» **What the exercise asks**
In the section on testing below, list every kind of written work for which it says you may be asked to supply a P-value.

» **Passage shown**
###

12 Testing

12.1 It's t-time

In the last chapter we used linear models to calculate estimates, estimates of mean difference and confidence intervals. As we can set our confidence intervals to whatever threshold we choose - reporting these without P should be sufficient for any estimation we choose. It's the interesting bit, reporting the direction and effect size of any relationship or difference at whatever confidence threshold we want.

P-values by comparison, are boring, no-one actually cares about P-values, but you would be forgiven for thinking they are the most important thing about statistics from the way we often see them presented. And so, inevitably, you will be asked to supply a P-value for many of your lab reports, dissertations (and maybe future scientific papers). Luckily significance tests come parcelled in with the coefficients of our linear models.

12.2 Student's t-test

The Student's t-test uses the t-distribution, a small-sample size version of the normal distribution, where tails are fatter if the degrees of freedome are small. There are two basic types of t-test which we have encountered with our linear models.

  • The one sample t-test: takes the mean of a sample and compares it with the null hypothesis of zero
lm(y ~ 1)

lm (height~1)
  • The two sample t-test which compares the difference between the means of two samples against a null hypothesis of no difference between the means of the two populations.

The general equation for calculating t is:

\[ t = \frac{difference}{SE} \]

SO the calculation of the t-value is essentially counting the standard errors, our rough rule of thumb is that the estimate of the difference is about twice as large as the standard error at a confidence interval of 95%, and about three times as large as the standard error at a confidence interval of 99%.

This is very approximate and becomes less robust at smaller sample sizes, because when sample sizes are large the t-distribution is roughly equal to a normal (z) distribution. However, when sample sizes are small the t-distribution has a shorter and wider distribution (we need larger standard errors to capture our 95% confidence interval).

A potential source of confusion when discussing t is that there are two values that must be considered. There is critical t the value which must be exceeded for the test to be significant (e.g. generates a P value that is less than our predefined \(\alpha\)). The critical value for t is defined by the df. Then there is the observed value of t, this is the value returned by your statistical test, calculated by \(\frac{difference}{SE}\). When \(observed~t > critical~t\) the result can be declared significantly different at that threshold for \(\alpha\).

We are spending a lot of time with t because it is the default value generated by our linear model outputs, instead of assuming a normal distriubtion and using z. Recall that for a z distribution the critical value for P = 0.05 is \(1.96 * SE\) (or roughly double the Standard Error), and actually if we look at the figure above, we can see that even at only 8 df the distribution of t is starting to look pretty close to a z distribution. The values for critical t at each degree of freedom up to 30 are presented below

df <- c(1:30)

# map_dbl forces returned values to be a single vector of numbers (rather than a list)

###

Stored data:
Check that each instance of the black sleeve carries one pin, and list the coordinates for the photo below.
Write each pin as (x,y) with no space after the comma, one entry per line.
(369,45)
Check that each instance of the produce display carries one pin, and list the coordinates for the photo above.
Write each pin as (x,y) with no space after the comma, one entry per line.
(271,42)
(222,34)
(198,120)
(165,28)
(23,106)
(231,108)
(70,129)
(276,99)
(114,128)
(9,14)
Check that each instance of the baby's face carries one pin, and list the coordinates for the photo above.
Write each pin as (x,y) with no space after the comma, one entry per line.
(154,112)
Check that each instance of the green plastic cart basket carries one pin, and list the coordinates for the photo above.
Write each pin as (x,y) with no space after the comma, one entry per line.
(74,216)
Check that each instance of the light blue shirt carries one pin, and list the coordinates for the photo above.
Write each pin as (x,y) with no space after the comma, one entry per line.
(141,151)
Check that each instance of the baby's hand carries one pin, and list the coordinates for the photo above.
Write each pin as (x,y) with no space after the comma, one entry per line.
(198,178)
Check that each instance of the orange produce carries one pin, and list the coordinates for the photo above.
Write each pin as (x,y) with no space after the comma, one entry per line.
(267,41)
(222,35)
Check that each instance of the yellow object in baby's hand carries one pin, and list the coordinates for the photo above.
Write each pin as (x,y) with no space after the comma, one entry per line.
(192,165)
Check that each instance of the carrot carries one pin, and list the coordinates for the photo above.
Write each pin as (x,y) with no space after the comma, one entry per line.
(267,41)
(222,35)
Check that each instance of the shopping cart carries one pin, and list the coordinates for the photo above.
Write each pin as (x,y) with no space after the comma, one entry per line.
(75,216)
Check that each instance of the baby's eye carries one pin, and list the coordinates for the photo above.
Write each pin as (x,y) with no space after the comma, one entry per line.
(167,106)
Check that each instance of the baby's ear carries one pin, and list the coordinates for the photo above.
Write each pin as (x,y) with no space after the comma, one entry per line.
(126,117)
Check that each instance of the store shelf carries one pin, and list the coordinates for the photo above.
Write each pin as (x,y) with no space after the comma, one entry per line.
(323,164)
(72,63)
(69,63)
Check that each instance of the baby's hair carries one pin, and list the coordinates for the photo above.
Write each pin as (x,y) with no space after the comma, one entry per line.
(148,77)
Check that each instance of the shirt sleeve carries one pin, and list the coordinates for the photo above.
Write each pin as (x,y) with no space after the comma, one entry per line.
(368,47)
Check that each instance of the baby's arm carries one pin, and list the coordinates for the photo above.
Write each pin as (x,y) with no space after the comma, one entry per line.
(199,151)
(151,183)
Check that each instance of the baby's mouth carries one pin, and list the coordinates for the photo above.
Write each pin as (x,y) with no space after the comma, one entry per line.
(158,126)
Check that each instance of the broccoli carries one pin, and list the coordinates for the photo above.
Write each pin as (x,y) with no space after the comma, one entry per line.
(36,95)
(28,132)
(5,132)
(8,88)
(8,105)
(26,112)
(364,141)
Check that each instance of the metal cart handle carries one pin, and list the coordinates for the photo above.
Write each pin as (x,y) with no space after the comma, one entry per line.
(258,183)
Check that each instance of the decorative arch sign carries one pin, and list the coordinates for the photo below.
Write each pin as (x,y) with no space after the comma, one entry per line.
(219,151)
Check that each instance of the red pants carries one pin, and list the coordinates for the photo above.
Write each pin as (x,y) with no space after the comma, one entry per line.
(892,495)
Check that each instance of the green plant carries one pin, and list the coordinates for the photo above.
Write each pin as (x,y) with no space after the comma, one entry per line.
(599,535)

###

» **Problem solution**
Lab reports, dissertations, and future scientific papers.